» TEXT:
** Begin **

They are right of course. The Internet has revolutionized information delivery. Anyone with access to the Internet (unfortunately this still excludes a lot of people) can have the world’s greatest library at their fingertips. With online courses and videos, we have access to any great thinkers and innovators who choose to share what they know. What, if anything, do traditional universities still have to offer?

Alan Jacobs wrote in the Atlantic Monthly: “Of course, there have always been autodidacts, especially in the technical realms. But what happens if universities come to see it as part of their mission not just to benefit from the next Bill Gates or Steve Wozniak but actually to produce him — or her — without having any formal relationship to that person at all? This could get dicey. At least in some disciplines — though surely not in all — even the great universities of the world could soon find themselves with nothing valuable to sell.”

The thing that universities still offer is credibility . . . credentials. After all, would Udacity have attracted 160,000 students if the Professor hadn’t been from Stanford? Maybe. In the tech world, its possible to gain credibility by virtue of one’s invention or start-up success. I’m sure people would have signed up for classes by Bill Gates or Mark Zuckerberg too, regardless of where they went to school.

** End **

» MATERIAL SUPPLIED:

** Begin **

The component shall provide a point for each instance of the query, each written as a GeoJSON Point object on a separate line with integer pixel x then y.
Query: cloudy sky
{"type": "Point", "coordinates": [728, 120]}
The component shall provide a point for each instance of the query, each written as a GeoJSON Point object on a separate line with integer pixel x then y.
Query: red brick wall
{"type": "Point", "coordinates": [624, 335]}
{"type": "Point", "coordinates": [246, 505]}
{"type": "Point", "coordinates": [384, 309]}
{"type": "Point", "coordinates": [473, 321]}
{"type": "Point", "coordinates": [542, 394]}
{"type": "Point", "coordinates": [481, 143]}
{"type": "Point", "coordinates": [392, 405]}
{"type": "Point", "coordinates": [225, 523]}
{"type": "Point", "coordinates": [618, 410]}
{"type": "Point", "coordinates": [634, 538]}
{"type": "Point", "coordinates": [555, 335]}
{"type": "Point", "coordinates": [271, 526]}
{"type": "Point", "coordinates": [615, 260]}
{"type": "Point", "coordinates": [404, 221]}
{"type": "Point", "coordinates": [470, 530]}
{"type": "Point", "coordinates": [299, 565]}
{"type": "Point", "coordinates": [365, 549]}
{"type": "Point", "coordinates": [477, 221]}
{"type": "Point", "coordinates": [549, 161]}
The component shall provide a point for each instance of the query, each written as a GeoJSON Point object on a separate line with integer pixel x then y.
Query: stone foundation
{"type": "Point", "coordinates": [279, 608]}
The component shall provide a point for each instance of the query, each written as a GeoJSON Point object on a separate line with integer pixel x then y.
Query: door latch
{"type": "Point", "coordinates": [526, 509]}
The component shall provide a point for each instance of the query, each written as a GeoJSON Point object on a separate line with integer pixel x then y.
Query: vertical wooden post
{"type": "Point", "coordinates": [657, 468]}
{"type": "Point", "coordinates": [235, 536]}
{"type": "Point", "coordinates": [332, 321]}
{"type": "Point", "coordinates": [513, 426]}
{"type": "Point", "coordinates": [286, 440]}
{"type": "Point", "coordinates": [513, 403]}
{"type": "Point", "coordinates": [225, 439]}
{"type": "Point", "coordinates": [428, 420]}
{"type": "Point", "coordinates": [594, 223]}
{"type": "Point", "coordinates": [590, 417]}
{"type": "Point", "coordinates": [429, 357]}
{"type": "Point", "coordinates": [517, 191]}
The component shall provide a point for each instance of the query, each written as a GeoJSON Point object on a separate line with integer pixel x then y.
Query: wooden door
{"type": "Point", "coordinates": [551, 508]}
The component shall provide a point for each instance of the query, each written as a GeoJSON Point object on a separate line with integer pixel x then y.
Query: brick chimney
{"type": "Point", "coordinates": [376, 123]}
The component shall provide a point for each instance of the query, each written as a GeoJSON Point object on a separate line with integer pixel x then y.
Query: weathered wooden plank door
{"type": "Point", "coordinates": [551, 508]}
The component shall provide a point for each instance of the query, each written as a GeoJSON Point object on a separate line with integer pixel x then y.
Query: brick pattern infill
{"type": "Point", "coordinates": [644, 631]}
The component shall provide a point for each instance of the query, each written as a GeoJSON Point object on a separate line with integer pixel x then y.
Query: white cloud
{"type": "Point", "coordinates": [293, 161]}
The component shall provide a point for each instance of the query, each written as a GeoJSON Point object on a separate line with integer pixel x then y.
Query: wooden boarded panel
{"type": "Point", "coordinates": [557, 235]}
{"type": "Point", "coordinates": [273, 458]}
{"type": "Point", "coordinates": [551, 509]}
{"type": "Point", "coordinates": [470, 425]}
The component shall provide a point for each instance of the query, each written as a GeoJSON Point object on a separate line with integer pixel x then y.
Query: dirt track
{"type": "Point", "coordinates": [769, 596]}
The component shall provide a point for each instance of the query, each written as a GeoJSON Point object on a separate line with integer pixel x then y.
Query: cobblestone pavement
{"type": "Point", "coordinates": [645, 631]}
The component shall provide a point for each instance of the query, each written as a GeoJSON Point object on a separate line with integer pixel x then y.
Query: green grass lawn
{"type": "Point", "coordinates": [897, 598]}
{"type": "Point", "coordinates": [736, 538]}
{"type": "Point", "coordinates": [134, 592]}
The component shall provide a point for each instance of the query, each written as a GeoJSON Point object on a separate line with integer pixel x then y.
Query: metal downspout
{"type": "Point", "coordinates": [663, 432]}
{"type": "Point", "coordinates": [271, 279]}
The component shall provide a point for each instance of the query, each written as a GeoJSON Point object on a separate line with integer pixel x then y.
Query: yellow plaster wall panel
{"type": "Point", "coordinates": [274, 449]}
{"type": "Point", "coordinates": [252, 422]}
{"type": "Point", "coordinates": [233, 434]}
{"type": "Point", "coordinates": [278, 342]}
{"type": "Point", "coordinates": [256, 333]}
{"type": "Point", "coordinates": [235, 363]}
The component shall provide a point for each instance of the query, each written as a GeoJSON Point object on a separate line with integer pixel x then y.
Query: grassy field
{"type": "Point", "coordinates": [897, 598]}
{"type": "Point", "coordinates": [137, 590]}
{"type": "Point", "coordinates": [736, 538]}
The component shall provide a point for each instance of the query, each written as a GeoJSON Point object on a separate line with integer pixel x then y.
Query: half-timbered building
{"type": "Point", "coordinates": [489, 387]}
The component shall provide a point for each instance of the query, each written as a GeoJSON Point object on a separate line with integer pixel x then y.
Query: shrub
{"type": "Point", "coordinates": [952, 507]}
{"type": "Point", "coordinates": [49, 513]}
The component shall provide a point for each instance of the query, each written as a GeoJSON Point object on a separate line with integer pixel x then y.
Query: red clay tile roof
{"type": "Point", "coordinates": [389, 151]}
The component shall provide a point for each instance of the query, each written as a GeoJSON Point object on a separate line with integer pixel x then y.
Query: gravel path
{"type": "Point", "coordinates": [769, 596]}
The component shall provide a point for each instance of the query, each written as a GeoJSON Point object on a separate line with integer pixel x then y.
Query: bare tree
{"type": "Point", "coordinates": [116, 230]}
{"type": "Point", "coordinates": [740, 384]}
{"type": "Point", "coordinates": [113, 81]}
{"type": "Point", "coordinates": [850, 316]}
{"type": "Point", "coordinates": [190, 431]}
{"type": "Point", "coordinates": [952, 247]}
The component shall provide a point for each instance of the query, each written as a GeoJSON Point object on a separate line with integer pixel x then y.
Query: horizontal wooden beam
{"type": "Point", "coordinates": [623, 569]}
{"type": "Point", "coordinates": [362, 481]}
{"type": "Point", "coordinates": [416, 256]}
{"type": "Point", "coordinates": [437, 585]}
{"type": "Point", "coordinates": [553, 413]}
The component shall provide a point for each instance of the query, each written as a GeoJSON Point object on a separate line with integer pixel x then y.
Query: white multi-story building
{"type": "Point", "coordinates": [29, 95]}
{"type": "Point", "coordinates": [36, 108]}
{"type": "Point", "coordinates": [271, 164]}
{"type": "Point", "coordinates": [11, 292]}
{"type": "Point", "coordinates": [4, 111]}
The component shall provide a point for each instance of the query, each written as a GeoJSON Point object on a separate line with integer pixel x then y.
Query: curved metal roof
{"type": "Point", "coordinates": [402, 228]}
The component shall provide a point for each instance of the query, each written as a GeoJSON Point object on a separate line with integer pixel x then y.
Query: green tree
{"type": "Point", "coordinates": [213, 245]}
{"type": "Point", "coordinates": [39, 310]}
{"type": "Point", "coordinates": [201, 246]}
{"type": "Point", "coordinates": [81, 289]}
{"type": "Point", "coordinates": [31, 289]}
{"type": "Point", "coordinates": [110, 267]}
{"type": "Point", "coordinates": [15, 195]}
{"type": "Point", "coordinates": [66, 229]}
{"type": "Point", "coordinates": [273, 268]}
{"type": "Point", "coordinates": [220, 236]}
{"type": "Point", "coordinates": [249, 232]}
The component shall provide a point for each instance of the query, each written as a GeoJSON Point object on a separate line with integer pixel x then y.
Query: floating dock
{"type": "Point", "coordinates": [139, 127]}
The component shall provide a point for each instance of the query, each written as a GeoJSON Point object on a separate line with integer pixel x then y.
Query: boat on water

** End **

» TO-DO LIST:
1) Copy the passage on universities word for word, from "They are right" to "have to offer?".
2) List each person named in the passage on universities, counting each only once.
3) Sum up the passage on universities in two sentences.

» TASK-BY-TASK ANSWERS:
1)
They are right of course. The Internet has revolutionized information delivery. Anyone with access to the Internet (unfortunately this still excludes a lot of people) can have the world’s greatest library at their fingertips. With online courses and videos, we have access to any great thinkers and innovators who choose to share what they know. What, if anything, do traditional universities still have to offer?

2)
Alan Jacobs
Bill Gates
Steve Wozniak
Mark Zuckerberg

3) The Internet has revolutionized information delivery, putting a vast library and online courses within reach of anyone with access, which raises the question of what traditional universities still have to offer. The answer given is credibility and credentials, since Udacity may not have drawn 160,000 students without a Stanford professor, though in the tech world people can also gain credibility through invention or start-up success.